**What you will do**
Which lines of the listing hold the string "wheel"? Copy those lines.
<<<<
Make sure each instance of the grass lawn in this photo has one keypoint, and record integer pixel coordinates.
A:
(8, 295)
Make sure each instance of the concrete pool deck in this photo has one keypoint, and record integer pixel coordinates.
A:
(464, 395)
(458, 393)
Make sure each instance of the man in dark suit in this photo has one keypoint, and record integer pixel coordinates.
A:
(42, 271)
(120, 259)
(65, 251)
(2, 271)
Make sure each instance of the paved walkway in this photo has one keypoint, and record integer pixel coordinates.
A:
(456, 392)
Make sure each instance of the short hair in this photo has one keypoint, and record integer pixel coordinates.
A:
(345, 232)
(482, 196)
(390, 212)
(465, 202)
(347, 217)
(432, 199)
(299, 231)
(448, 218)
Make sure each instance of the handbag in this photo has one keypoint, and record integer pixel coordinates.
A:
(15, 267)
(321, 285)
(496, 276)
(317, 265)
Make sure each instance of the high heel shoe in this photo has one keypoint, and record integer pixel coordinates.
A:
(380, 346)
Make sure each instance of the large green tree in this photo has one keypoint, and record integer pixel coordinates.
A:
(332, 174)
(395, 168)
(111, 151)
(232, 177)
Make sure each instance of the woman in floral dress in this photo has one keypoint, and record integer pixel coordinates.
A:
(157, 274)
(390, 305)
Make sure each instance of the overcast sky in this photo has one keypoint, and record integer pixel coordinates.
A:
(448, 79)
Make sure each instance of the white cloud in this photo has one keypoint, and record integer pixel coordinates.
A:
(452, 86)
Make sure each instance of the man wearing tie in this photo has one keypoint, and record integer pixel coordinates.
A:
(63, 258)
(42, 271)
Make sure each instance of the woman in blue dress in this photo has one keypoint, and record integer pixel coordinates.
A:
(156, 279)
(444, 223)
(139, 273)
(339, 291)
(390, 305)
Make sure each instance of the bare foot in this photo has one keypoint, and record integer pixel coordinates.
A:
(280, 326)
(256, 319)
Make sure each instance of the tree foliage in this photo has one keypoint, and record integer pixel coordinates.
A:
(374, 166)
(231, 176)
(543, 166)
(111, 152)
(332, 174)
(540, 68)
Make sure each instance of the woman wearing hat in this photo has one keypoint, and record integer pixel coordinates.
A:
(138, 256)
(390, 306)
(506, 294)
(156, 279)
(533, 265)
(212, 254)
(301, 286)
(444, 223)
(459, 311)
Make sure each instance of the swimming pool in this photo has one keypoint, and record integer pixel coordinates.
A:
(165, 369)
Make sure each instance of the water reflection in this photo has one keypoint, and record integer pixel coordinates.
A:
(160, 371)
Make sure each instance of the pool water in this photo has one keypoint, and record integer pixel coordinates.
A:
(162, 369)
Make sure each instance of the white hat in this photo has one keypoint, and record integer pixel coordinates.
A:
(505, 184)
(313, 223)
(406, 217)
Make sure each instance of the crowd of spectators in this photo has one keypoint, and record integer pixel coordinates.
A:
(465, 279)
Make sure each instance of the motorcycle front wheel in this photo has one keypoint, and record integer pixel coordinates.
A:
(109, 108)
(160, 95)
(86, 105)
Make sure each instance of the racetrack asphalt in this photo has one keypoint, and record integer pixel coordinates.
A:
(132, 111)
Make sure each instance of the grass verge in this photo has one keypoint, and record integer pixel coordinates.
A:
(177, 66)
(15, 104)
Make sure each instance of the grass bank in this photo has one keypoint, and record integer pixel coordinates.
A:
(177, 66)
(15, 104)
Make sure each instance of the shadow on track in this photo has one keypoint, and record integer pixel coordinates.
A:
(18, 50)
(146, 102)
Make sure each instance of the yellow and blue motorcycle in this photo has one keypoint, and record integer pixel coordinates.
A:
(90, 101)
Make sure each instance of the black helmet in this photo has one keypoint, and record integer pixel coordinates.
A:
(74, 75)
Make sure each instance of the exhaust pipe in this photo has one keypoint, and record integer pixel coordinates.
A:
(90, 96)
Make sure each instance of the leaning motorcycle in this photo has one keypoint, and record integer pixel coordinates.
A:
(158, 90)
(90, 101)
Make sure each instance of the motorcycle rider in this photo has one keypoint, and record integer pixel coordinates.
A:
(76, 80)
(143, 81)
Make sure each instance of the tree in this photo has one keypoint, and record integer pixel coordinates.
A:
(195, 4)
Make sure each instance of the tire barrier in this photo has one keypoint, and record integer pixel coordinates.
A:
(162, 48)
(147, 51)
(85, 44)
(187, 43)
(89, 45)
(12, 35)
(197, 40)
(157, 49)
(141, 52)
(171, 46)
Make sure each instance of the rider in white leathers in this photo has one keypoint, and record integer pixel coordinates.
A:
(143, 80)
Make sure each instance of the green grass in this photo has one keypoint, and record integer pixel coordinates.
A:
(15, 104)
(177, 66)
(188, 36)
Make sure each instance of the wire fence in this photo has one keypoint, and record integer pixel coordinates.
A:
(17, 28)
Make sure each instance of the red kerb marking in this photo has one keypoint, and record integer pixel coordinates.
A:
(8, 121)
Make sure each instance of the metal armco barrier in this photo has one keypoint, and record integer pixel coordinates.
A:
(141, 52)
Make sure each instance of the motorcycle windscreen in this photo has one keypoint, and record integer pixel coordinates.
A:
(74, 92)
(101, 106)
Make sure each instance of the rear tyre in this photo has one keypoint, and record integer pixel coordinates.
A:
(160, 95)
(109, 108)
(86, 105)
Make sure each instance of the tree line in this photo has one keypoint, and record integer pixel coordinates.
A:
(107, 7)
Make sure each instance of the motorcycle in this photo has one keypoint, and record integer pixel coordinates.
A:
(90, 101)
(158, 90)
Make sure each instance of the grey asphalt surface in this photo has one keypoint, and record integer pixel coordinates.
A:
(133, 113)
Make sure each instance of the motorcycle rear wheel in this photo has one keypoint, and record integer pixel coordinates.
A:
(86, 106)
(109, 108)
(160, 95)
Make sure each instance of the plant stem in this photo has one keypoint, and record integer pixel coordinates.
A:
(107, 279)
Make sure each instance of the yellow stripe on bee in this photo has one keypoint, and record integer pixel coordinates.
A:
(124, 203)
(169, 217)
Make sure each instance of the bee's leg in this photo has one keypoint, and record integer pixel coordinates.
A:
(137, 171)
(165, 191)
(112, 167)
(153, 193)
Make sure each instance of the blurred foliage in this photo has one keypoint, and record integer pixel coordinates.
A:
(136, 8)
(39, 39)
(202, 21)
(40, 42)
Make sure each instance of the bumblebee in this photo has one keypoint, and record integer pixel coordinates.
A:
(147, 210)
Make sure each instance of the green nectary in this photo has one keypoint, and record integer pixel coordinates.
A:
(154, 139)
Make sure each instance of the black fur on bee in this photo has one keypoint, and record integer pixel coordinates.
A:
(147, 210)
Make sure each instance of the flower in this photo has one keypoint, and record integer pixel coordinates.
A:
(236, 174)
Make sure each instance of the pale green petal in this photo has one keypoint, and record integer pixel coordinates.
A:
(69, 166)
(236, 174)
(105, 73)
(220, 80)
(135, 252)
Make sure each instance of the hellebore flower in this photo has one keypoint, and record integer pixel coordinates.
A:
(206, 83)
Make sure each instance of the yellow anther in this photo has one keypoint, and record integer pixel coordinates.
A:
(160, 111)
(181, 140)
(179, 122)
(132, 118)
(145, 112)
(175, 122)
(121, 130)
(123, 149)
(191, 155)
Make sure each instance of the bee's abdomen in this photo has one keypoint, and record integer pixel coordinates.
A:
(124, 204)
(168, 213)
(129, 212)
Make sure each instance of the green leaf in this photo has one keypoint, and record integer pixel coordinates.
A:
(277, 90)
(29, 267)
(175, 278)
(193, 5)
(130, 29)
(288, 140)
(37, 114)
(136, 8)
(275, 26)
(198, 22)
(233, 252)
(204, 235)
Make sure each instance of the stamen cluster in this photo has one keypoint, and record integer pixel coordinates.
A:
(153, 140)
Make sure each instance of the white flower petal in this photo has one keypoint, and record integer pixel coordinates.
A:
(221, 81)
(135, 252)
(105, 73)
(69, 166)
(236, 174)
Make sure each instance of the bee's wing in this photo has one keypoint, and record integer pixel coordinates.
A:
>>>>
**Output**
Make sure each instance of the motorcycle front wheel in this photo has one keypoint, and record integer pixel coordinates.
Make sure each instance of the motorcycle rear wheel in this photo has one keypoint, and record integer pixel coordinates.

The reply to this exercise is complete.